BEGIN SOURCE MATERIAL

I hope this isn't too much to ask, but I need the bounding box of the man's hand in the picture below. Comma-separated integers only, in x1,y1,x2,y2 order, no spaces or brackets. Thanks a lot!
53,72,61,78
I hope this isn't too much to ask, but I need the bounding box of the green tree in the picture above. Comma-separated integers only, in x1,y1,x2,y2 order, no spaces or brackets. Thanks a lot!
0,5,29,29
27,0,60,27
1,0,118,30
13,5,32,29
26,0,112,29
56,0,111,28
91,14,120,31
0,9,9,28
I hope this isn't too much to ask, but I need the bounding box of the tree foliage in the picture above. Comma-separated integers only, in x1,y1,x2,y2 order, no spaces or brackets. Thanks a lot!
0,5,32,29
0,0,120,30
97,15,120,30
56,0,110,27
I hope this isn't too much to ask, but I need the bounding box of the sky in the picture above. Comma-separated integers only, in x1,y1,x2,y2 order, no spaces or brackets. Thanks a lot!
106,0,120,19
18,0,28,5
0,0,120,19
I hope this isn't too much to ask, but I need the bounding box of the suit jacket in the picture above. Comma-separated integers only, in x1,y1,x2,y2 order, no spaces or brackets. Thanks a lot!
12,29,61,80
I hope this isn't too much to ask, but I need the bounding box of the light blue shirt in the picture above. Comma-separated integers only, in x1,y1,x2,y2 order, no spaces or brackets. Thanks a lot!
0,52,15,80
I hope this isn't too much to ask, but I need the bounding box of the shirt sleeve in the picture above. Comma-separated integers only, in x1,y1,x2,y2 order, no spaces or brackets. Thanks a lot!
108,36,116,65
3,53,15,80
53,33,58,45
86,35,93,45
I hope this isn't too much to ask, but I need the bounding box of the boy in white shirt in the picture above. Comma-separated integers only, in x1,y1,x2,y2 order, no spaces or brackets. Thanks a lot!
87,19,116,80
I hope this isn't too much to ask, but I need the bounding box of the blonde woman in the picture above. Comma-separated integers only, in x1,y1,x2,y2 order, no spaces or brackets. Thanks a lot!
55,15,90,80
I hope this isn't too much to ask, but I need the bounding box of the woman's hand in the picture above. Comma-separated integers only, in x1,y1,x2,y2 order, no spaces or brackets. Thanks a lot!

END SOURCE MATERIAL

*TASK BRIEF*: Repeat back all of the material, character for character.

*EXERCISE SOLUTION*:
I hope this isn't too much to ask, but I need the bounding box of the man's hand in the picture below. Comma-separated integers only, in x1,y1,x2,y2 order, no spaces or brackets. Thanks a lot!
53,72,61,78
I hope this isn't too much to ask, but I need the bounding box of the green tree in the picture above. Comma-separated integers only, in x1,y1,x2,y2 order, no spaces or brackets. Thanks a lot!
0,5,29,29
27,0,60,27
1,0,118,30
13,5,32,29
26,0,112,29
56,0,111,28
91,14,120,31
0,9,9,28
I hope this isn't too much to ask, but I need the bounding box of the tree foliage in the picture above. Comma-separated integers only, in x1,y1,x2,y2 order, no spaces or brackets. Thanks a lot!
0,5,32,29
0,0,120,30
97,15,120,30
56,0,110,27
I hope this isn't too much to ask, but I need the bounding box of the sky in the picture above. Comma-separated integers only, in x1,y1,x2,y2 order, no spaces or brackets. Thanks a lot!
106,0,120,19
18,0,28,5
0,0,120,19
I hope this isn't too much to ask, but I need the bounding box of the suit jacket in the picture above. Comma-separated integers only, in x1,y1,x2,y2 order, no spaces or brackets. Thanks a lot!
12,29,61,80
I hope this isn't too much to ask, but I need the bounding box of the light blue shirt in the picture above. Comma-separated integers only, in x1,y1,x2,y2 order, no spaces or brackets. Thanks a lot!
0,52,15,80
I hope this isn't too much to ask, but I need the bounding box of the shirt sleeve in the picture above. Comma-separated integers only, in x1,y1,x2,y2 order, no spaces or brackets. Thanks a lot!
108,36,116,65
3,53,15,80
53,33,58,45
86,35,93,45
I hope this isn't too much to ask, but I need the bounding box of the boy in white shirt in the picture above. Comma-separated integers only, in x1,y1,x2,y2 order, no spaces or brackets. Thanks a lot!
87,19,116,80
I hope this isn't too much to ask, but I need the bounding box of the blonde woman in the picture above. Comma-separated integers only, in x1,y1,x2,y2 order, no spaces or brackets. Thanks a lot!
55,15,90,80
I hope this isn't too much to ask, but I need the bounding box of the woman's hand in the picture above. Comma-separated integers only, in x1,y1,x2,y2 order, no spaces or brackets. Thanks a lot!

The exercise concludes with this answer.